• [Extrait retenu]
Cette prescription est également applicable, à compter du paiement des prestations entre les mains du bénéficiaire, à l’action intentée par un organisme payeur en recouvrement des prestations indûment payées, sauf en cas de fraude ou fausse déclaration”.

En l’espèce, Monsieur [F] a été placé en arrêt de travail du 15/01/2018 au 22/01/2018. A ce titre, il n’a pas bénéficié d’indemnités journalières initialement en l’absence de transmission d’une attestation de salaire permettant de traiter sa demande.

Il ressort de la pièce n°6 transmis par Monsieur [F] que celui-ci a transmis à la Caisse une attestation de salaire seulement le 22/12/2021.

Or, s’agissant du paiement d’une prestation du 15/01/2018, le délai de prescription biennal a commencé à courir à compter du 1er avril 2018 jusqu’au 1er avril 2020.

Dès lors, et nonobstant les difficultés qu’a pu rencontrer Monsieur [F] auprès de son employeur pour récupérer son attestation de salaire, le délai de prescription était bien acquis au 22/12/2021 date de la transmission de ladite attestation permettant le calcul de ses indemnités journalières.

Par conséquent, Monsieur [F] sera débouté de ses demandes principales en paiement.

Sur les dommages-intérêts

Il convient de rappeler que l’allocation de dommages-intérêts suppose l’existence d’une faute, d’un préjudice et d’un lien direct et certain entre la faute et le préjudice subi.

Ainsi, en application de l’article 1240 du Code civil, il appartient en conséquence à celui qui sollicite une indemnisation d’apporter la preuve de ces éléments.

En l’espèce, Monsieur [F] demande la condamnation de la Caisse à lui verser des dommages et intérêts. Néanmoins, s’il reproche à la Caisse de ne pas avoir fait droit à sa demande, force est de constater qu’en l’absence d’attestation de salaire cette dernière ne pouvait effectivement pas légalement y faire droit.

Dès lors, Monsieur [F] ne démontre pas que la Caisse aurait commis une faute dans le traitement de son dossier et que celle-ci lui aurait causé un préjudice, ceci étant rappelé que la CPAM a, malgré la prescription biennale tout de même versée à ce dernier la somme de 163,90 euros.

Par conséquent, Monsieur [F] sera débouté de sa demande de dommages et intérêts.

Sur les demandes accessoires

Aux termes de l’article 696 du code de procédure civile, la partie perdante est condamnée aux dépens, à moins que le juge, par décision motivée, n’en mette la totalité ou une fraction à la charge d’une autre partie.

• [Entrées fournies]
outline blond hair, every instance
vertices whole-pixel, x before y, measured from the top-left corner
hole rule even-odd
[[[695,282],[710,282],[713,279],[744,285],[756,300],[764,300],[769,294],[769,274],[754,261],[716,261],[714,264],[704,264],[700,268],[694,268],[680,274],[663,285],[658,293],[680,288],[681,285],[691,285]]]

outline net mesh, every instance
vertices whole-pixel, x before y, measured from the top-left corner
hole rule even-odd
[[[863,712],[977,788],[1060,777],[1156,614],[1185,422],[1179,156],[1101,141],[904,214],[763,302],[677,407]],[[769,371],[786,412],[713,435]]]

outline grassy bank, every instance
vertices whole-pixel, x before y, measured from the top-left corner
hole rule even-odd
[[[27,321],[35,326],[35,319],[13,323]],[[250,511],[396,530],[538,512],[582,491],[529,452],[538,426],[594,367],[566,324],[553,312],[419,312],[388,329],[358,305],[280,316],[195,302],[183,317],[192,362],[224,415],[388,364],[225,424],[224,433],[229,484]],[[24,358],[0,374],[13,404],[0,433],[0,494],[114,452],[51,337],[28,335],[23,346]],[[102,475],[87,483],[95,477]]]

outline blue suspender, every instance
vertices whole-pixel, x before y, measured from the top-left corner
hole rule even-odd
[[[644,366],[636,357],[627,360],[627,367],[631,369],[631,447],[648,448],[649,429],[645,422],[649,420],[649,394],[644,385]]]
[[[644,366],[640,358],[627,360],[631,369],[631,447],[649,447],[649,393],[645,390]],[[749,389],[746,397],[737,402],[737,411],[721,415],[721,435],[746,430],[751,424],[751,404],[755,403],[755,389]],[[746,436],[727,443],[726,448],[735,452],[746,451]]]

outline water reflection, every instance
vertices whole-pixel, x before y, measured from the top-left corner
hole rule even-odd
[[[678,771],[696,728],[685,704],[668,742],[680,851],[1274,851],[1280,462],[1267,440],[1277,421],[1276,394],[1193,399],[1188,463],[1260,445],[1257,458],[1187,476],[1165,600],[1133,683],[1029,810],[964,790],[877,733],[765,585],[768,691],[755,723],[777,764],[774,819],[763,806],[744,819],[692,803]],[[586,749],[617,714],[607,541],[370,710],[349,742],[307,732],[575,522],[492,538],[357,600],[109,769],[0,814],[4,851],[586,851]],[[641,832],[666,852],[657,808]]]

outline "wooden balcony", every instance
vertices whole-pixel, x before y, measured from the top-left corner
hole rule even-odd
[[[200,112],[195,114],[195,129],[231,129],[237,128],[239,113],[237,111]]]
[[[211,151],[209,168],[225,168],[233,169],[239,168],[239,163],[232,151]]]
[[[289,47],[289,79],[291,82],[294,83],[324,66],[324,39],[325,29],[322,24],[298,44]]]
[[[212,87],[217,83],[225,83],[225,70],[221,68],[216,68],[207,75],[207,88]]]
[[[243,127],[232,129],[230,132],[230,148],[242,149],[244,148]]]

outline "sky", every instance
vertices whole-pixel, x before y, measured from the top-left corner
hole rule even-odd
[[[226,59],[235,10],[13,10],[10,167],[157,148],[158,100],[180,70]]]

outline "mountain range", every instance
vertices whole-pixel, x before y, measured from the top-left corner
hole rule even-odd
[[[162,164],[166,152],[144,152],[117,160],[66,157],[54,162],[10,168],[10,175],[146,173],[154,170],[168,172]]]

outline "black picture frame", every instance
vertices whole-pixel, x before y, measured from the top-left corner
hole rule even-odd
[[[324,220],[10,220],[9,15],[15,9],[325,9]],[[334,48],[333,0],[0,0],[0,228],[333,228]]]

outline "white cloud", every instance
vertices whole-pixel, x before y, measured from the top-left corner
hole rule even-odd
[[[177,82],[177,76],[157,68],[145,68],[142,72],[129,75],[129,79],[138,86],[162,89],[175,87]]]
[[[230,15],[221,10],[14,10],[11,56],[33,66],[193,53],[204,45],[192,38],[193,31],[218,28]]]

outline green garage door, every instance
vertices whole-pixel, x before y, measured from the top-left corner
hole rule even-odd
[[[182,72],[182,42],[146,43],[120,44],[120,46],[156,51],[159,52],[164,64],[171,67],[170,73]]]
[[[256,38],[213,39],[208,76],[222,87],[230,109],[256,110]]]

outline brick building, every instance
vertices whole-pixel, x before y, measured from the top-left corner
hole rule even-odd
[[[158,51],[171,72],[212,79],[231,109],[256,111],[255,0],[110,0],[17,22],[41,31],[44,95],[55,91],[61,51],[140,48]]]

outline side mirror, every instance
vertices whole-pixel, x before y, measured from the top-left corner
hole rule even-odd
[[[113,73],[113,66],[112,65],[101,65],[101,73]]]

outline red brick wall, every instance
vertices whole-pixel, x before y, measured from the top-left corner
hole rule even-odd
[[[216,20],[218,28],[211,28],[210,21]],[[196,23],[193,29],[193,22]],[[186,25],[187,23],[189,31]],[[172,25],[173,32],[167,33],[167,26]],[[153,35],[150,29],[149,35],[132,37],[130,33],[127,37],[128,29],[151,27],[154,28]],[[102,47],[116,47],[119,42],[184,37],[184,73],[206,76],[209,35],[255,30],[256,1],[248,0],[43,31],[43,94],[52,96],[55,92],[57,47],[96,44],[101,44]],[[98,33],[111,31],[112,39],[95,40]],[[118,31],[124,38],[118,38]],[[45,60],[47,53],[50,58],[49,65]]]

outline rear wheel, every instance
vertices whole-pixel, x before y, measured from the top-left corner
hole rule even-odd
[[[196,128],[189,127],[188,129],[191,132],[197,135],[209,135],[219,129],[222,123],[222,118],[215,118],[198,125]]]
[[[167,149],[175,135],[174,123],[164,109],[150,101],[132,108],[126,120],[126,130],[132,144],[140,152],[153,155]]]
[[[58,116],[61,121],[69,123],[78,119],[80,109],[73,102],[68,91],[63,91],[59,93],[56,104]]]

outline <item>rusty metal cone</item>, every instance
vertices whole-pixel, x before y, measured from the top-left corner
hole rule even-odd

• [Travail à faire]
• 1. Réécrivez plus brièvement le paragraphe de l'extrait qui commence par « En l'espèce, Monsieur [F] a été placé », en gardant ses faits principaux.
• 2. Recopiez sans rien changer, dans l'extrait, le passage qui va de « Dès lors, et » jusqu'à « de ces éléments. ».

• [Réponses par consigne]
• 1. Monsieur [F] a été en arrêt de travail du 15/01/2018 au 22/01/2018. Il n'a d'abord pas touché d'indemnités journalières, car aucune attestation de salaire n'avait été transmise pour traiter sa demande.

• 2.
Dès lors, et nonobstant les difficultés qu’a pu rencontrer Monsieur [F] auprès de son employeur pour récupérer son attestation de salaire, le délai de prescription était bien acquis au 22/12/2021 date de la transmission de ladite attestation permettant le calcul de ses indemnités journalières.

Par conséquent, Monsieur [F] sera débouté de ses demandes principales en paiement.

Sur les dommages-intérêts

Il convient de rappeler que l’allocation de dommages-intérêts suppose l’existence d’une faute, d’un préjudice et d’un lien direct et certain entre la faute et le préjudice subi.

Ainsi, en application de l’article 1240 du Code civil, il appartient en conséquence à celui qui sollicite une indemnisation d’apporter la preuve de ces éléments.